■ What is being asked ■
Copy each of the rows below, character for character, with no changes.

■ Data under study ■
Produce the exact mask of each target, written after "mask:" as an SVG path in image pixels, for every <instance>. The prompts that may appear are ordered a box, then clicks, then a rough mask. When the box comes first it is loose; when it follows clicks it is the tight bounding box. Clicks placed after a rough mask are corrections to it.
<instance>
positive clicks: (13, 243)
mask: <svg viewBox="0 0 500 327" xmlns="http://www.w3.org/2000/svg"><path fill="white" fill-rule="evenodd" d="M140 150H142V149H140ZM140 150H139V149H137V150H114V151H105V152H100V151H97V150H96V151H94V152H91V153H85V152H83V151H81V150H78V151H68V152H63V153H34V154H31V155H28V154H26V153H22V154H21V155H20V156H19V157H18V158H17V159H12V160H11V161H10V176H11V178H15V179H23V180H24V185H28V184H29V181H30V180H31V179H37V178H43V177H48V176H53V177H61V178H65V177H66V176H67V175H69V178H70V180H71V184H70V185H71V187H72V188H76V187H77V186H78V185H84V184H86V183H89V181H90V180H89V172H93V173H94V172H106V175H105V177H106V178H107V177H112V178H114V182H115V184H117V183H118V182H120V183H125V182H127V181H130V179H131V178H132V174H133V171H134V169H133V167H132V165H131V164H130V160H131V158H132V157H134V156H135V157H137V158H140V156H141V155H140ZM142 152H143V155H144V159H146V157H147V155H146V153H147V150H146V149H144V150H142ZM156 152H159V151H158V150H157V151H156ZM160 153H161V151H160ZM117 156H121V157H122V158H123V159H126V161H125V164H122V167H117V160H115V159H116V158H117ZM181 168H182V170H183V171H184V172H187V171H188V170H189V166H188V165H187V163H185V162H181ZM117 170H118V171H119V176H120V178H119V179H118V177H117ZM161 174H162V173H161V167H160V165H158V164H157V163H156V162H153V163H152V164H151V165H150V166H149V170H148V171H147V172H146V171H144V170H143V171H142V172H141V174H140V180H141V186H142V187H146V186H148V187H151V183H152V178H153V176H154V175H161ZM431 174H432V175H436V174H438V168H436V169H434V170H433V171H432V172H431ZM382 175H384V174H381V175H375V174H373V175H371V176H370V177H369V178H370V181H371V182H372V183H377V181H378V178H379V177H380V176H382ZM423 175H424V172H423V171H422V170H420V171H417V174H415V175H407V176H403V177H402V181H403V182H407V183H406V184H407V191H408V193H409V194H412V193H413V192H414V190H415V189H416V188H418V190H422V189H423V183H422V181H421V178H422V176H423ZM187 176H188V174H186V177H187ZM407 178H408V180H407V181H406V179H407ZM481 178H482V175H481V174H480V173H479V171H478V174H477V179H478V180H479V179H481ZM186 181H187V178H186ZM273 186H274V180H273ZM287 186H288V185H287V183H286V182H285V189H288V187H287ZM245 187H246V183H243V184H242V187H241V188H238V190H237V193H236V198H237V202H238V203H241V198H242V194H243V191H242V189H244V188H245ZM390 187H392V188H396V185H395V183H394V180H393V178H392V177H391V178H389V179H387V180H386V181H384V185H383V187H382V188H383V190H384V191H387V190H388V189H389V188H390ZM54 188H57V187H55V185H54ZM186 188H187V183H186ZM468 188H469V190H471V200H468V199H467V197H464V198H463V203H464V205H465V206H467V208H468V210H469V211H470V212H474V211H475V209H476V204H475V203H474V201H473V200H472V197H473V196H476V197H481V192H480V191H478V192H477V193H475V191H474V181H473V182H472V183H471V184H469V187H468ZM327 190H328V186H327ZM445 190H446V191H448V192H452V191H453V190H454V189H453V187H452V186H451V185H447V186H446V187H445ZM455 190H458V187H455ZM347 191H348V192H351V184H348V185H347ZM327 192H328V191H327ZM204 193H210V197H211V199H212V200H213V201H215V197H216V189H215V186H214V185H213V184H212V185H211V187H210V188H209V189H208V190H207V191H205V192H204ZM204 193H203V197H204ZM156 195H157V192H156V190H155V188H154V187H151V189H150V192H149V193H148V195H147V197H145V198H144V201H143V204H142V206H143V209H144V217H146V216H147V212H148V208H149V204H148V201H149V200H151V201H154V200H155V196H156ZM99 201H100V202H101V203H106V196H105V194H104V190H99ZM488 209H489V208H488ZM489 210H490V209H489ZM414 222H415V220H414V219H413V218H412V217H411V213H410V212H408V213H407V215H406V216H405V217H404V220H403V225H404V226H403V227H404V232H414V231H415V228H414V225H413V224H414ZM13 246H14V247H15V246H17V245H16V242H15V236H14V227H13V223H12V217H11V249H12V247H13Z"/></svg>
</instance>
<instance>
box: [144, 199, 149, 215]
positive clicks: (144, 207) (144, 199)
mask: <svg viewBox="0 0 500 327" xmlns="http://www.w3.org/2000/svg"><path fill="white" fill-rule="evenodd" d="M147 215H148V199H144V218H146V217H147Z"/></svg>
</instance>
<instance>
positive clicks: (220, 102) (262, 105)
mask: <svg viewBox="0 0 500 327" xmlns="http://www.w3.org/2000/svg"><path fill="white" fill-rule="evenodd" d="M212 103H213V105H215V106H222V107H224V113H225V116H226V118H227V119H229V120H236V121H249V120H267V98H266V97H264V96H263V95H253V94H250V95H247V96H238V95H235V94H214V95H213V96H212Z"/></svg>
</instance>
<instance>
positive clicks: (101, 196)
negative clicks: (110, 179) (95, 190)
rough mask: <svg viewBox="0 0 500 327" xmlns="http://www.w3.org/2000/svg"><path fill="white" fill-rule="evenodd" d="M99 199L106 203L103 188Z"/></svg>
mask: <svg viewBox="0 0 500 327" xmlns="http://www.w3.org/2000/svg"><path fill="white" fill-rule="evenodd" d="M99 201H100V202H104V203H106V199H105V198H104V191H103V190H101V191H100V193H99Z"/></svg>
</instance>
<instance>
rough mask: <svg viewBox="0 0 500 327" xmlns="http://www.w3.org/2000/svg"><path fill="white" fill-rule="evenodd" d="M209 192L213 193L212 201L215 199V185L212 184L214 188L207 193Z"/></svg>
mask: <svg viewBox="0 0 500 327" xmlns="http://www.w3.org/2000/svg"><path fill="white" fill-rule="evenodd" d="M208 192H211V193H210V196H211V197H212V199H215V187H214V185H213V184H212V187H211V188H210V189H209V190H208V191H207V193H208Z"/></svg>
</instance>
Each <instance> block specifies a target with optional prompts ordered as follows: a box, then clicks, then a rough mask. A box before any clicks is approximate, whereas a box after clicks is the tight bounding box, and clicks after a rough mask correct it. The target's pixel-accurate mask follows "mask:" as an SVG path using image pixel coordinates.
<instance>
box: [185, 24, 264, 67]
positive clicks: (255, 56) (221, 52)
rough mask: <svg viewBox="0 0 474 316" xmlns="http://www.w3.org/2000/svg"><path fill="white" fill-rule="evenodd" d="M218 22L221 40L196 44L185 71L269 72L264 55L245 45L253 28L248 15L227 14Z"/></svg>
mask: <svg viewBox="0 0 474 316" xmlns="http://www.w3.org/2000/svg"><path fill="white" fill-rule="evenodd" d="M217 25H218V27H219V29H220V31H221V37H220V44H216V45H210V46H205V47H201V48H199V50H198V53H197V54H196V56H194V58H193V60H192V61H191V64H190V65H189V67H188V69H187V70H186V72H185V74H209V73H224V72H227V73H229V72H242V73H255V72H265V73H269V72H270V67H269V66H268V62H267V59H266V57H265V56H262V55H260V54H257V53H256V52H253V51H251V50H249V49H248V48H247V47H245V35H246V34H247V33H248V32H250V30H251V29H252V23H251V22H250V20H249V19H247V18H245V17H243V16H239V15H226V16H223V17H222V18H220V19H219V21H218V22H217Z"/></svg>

■ Answer section ■
Produce the exact mask of each target, written after "mask:" as an SVG path in image pixels, for every <instance>. The prompts that may appear are ordered a box, then clicks, then a rough mask. When the box comes first it is loose; when it follows clicks it is the tight bounding box. Clicks placed after a rough mask are corrections to it.
<instance>
positive clicks: (13, 243)
mask: <svg viewBox="0 0 500 327" xmlns="http://www.w3.org/2000/svg"><path fill="white" fill-rule="evenodd" d="M140 150H142V149H140ZM140 150H139V149H137V150H114V151H105V152H100V151H97V150H96V151H94V152H91V153H85V152H83V151H81V150H78V151H68V152H63V153H34V154H31V155H28V154H26V153H22V154H21V155H20V156H19V157H18V158H17V159H12V160H11V161H10V176H11V178H15V179H23V180H24V185H28V184H29V181H30V180H31V179H37V178H43V177H48V176H53V177H61V178H65V177H66V176H67V175H69V178H70V180H71V184H70V185H71V187H72V188H76V187H77V186H78V185H84V184H86V183H89V181H90V180H89V172H93V173H94V172H106V175H105V177H106V178H107V177H112V178H114V182H115V184H117V183H118V182H120V183H125V182H127V181H130V179H131V178H132V174H133V171H134V169H133V167H132V165H131V164H130V160H131V158H132V157H134V156H135V157H137V158H140V156H141V155H140ZM142 152H143V155H144V159H146V157H147V155H146V153H147V150H146V149H144V150H142ZM156 152H159V151H158V150H157V151H156ZM160 153H161V151H160ZM117 156H121V157H122V158H123V159H126V161H125V164H122V167H117V160H115V159H116V158H117ZM181 168H182V170H183V171H184V172H187V171H188V170H189V166H188V165H187V163H185V162H181ZM117 170H118V171H119V176H120V178H119V179H118V177H117ZM161 174H162V173H161V167H160V165H158V164H157V163H156V162H153V163H152V164H151V165H150V166H149V170H148V171H147V172H146V171H144V170H143V171H142V172H141V174H140V180H141V186H142V187H146V186H148V187H151V183H152V178H153V176H154V175H161ZM431 174H432V175H436V174H438V168H436V169H434V170H433V171H432V172H431ZM382 175H384V174H381V175H375V174H373V175H371V176H370V177H369V178H370V181H371V182H372V183H377V181H378V178H379V177H380V176H382ZM423 175H424V172H423V171H422V170H420V171H417V174H415V175H407V176H403V177H402V181H403V182H407V183H406V184H407V191H408V193H409V194H412V193H413V192H414V190H415V189H416V188H418V190H422V189H423V183H422V181H421V178H422V176H423ZM187 176H188V174H186V177H187ZM407 178H408V180H407V181H406V179H407ZM481 178H482V175H481V174H480V173H479V171H478V174H477V179H478V180H479V179H481ZM186 181H187V178H186ZM273 186H274V180H273ZM287 186H288V185H287V183H286V182H285V189H288V187H287ZM245 187H246V183H243V184H242V187H241V188H238V190H237V193H236V198H237V202H238V203H241V198H242V194H243V191H242V189H244V188H245ZM390 187H392V188H396V185H395V183H394V180H393V178H392V177H391V178H389V179H387V180H386V181H384V185H383V187H382V188H383V190H384V191H387V190H388V189H389V188H390ZM54 188H57V187H55V185H54ZM186 188H187V183H186ZM468 188H469V190H471V200H468V199H467V197H464V198H463V203H464V205H465V206H467V208H468V210H469V211H470V212H474V211H475V209H476V204H475V203H474V201H473V200H472V197H473V196H476V197H481V192H480V191H478V192H477V193H475V191H474V181H473V182H472V183H471V184H469V187H468ZM327 190H328V186H327ZM445 190H446V191H448V192H452V191H453V190H454V189H453V187H452V186H451V185H447V186H446V187H445ZM455 190H458V187H455ZM347 191H348V192H351V184H348V185H347ZM327 192H328V191H327ZM204 193H210V197H211V199H212V200H213V201H215V197H216V189H215V186H214V185H213V184H212V185H211V187H210V188H209V189H208V190H207V191H205V192H204ZM204 193H203V197H204ZM156 195H157V192H156V190H155V188H154V187H151V189H150V192H149V193H148V195H147V197H145V198H144V201H143V204H142V206H143V209H144V217H146V216H147V212H148V208H149V204H148V201H149V200H151V201H154V200H155V196H156ZM99 201H100V202H101V203H106V196H105V194H104V190H99ZM488 209H489V208H488ZM489 210H490V209H489ZM414 222H415V220H414V219H413V218H412V217H411V213H410V212H408V213H407V215H406V216H405V217H404V220H403V225H404V226H403V227H404V232H414V231H415V228H414V225H413V224H414ZM13 246H14V247H15V246H17V245H16V242H15V236H14V227H13V223H12V217H11V249H12V247H13Z"/></svg>
</instance>
<instance>
box: [144, 199, 149, 215]
positive clicks: (144, 207) (144, 199)
mask: <svg viewBox="0 0 500 327" xmlns="http://www.w3.org/2000/svg"><path fill="white" fill-rule="evenodd" d="M147 215H148V199H144V218H146V217H147Z"/></svg>
</instance>
<instance>
positive clicks: (220, 102) (262, 105)
mask: <svg viewBox="0 0 500 327" xmlns="http://www.w3.org/2000/svg"><path fill="white" fill-rule="evenodd" d="M212 103H213V105H215V106H222V107H224V113H225V116H226V118H227V119H229V120H236V121H249V120H267V98H266V97H264V96H263V95H253V94H250V95H247V96H238V95H235V94H214V95H213V96H212Z"/></svg>
</instance>
<instance>
positive clicks: (101, 196)
negative clicks: (110, 179) (95, 190)
rough mask: <svg viewBox="0 0 500 327" xmlns="http://www.w3.org/2000/svg"><path fill="white" fill-rule="evenodd" d="M99 199L106 203L103 188Z"/></svg>
mask: <svg viewBox="0 0 500 327" xmlns="http://www.w3.org/2000/svg"><path fill="white" fill-rule="evenodd" d="M99 201H100V202H104V203H106V199H105V198H104V191H103V190H101V191H100V193H99Z"/></svg>
</instance>
<instance>
rough mask: <svg viewBox="0 0 500 327" xmlns="http://www.w3.org/2000/svg"><path fill="white" fill-rule="evenodd" d="M209 192L213 193L212 201L215 199V185L212 184L214 188L207 193Z"/></svg>
mask: <svg viewBox="0 0 500 327" xmlns="http://www.w3.org/2000/svg"><path fill="white" fill-rule="evenodd" d="M208 192H211V193H210V196H211V197H212V199H215V187H214V185H213V184H212V187H211V188H210V189H209V190H208V191H207V193H208Z"/></svg>
</instance>
Each <instance> block specifies a target with optional prompts ordered as follows: a box, then clicks, then a rough mask. A box before any clicks is approximate, whereas a box after clicks is the tight bounding box, and clicks after a rough mask correct it. The target's pixel-accurate mask follows "mask:" as an SVG path using image pixel coordinates.
<instance>
box: [185, 24, 264, 67]
positive clicks: (255, 56) (221, 52)
rough mask: <svg viewBox="0 0 474 316" xmlns="http://www.w3.org/2000/svg"><path fill="white" fill-rule="evenodd" d="M218 22L221 40L196 44L185 71L269 72L264 55L245 45L253 28L248 15L227 14Z"/></svg>
mask: <svg viewBox="0 0 474 316" xmlns="http://www.w3.org/2000/svg"><path fill="white" fill-rule="evenodd" d="M217 25H218V27H219V29H220V31H221V37H220V44H216V45H210V46H205V47H201V48H199V50H198V53H197V54H196V56H194V58H193V60H192V61H191V64H190V65H189V67H188V69H187V70H186V72H185V74H209V73H224V72H227V73H229V72H242V73H255V72H265V73H269V72H270V67H269V66H268V62H267V59H266V57H265V56H262V55H260V54H257V53H256V52H253V51H251V50H249V49H248V48H247V47H245V35H246V34H247V33H248V32H250V30H251V29H252V23H251V22H250V20H249V19H247V18H245V17H243V16H239V15H226V16H223V17H222V18H220V19H219V21H218V22H217Z"/></svg>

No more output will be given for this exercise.